◆ Material for the task:
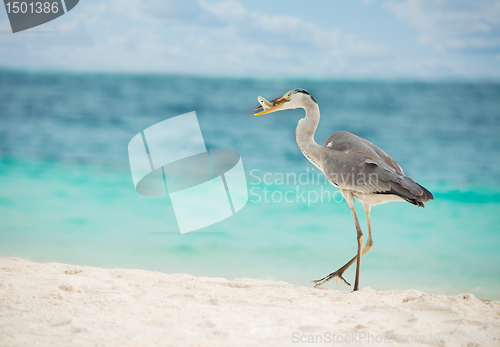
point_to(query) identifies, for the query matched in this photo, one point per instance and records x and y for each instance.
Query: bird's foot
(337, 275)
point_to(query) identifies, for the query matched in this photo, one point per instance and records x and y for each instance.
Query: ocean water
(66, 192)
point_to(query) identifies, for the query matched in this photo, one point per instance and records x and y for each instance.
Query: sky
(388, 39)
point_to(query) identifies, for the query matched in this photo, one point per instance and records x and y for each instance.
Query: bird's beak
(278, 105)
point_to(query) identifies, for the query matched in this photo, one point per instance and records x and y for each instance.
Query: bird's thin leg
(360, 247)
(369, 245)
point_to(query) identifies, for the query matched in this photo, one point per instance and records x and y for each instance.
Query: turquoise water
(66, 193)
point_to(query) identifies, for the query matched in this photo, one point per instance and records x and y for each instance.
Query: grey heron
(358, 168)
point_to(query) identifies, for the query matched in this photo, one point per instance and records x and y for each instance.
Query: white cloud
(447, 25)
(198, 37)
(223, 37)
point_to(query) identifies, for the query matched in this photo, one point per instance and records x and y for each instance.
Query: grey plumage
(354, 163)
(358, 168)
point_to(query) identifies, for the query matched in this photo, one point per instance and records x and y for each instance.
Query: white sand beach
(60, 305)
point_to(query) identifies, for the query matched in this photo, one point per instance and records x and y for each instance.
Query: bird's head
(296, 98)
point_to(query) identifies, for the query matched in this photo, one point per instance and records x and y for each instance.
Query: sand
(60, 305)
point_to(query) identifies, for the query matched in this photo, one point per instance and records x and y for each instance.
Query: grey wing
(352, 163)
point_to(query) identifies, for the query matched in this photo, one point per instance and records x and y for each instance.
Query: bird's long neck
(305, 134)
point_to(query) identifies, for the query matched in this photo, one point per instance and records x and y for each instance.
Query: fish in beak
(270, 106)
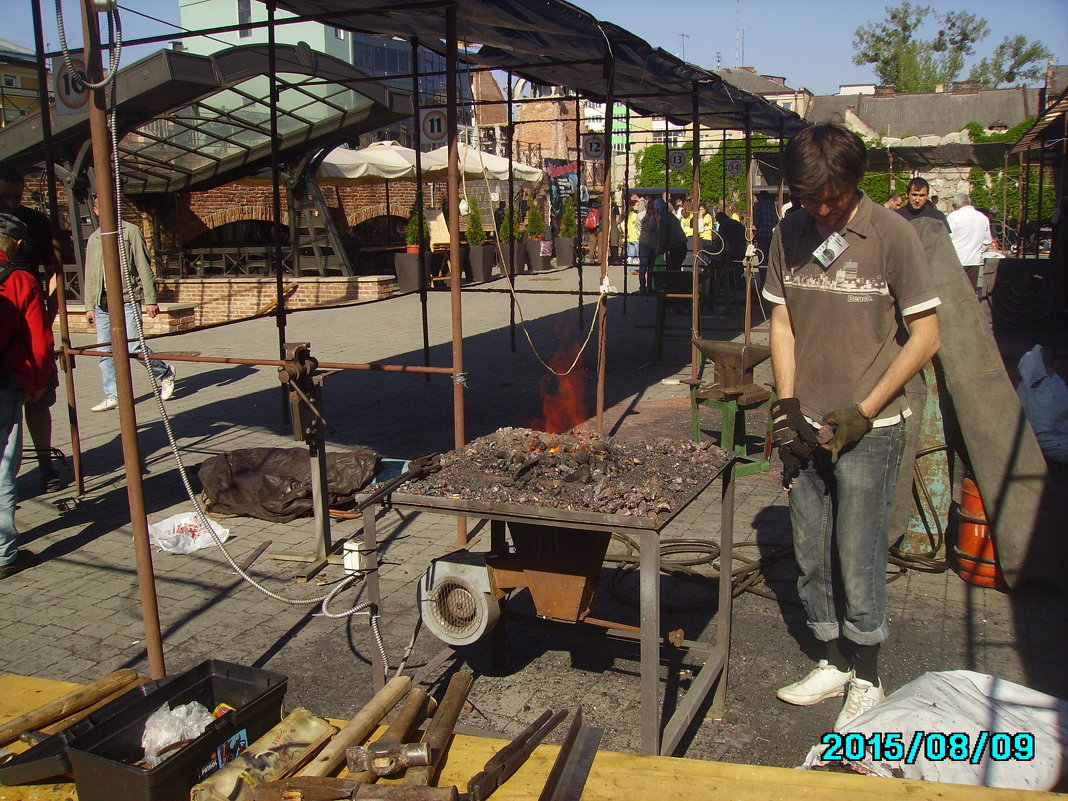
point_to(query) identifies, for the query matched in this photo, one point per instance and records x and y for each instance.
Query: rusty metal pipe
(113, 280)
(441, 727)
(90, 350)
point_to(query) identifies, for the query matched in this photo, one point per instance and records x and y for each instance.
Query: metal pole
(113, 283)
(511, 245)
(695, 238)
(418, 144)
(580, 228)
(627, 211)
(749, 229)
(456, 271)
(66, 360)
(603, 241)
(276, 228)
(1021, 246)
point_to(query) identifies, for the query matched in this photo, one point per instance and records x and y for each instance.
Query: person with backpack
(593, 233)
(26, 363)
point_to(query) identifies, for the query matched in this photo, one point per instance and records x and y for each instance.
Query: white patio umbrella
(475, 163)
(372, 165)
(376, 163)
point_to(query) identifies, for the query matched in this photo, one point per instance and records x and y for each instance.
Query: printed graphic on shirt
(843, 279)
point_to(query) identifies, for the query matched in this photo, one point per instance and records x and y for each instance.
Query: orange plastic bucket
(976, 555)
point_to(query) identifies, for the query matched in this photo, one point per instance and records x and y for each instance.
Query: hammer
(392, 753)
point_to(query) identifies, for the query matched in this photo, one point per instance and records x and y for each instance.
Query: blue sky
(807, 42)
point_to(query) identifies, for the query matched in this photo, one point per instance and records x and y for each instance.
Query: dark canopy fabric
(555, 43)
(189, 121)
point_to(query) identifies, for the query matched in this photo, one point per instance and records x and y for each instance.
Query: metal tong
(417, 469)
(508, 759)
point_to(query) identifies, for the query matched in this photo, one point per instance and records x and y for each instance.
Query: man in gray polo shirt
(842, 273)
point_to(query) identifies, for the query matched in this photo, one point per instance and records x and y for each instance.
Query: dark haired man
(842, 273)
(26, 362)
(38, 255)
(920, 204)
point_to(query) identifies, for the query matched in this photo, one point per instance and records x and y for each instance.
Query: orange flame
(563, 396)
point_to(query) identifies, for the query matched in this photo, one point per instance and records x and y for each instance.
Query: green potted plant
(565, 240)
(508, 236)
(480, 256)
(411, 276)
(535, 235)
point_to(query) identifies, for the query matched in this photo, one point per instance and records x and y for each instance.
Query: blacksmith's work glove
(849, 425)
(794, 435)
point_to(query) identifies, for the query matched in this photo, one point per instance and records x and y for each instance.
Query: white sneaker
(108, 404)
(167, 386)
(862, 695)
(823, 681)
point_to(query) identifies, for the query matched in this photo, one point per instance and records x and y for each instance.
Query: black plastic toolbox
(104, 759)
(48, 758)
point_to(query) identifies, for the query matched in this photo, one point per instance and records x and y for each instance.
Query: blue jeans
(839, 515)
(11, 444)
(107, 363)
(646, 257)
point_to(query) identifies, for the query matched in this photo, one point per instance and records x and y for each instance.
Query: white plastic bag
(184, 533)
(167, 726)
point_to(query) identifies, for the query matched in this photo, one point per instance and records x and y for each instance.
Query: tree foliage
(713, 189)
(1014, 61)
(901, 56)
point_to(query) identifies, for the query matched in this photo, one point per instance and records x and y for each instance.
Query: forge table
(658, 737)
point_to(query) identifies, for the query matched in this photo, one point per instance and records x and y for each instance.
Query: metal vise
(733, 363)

◆ Brief: Tally the lines of the listing that contain the word "grey" and reply with only the number.

◆ Exercise response: 3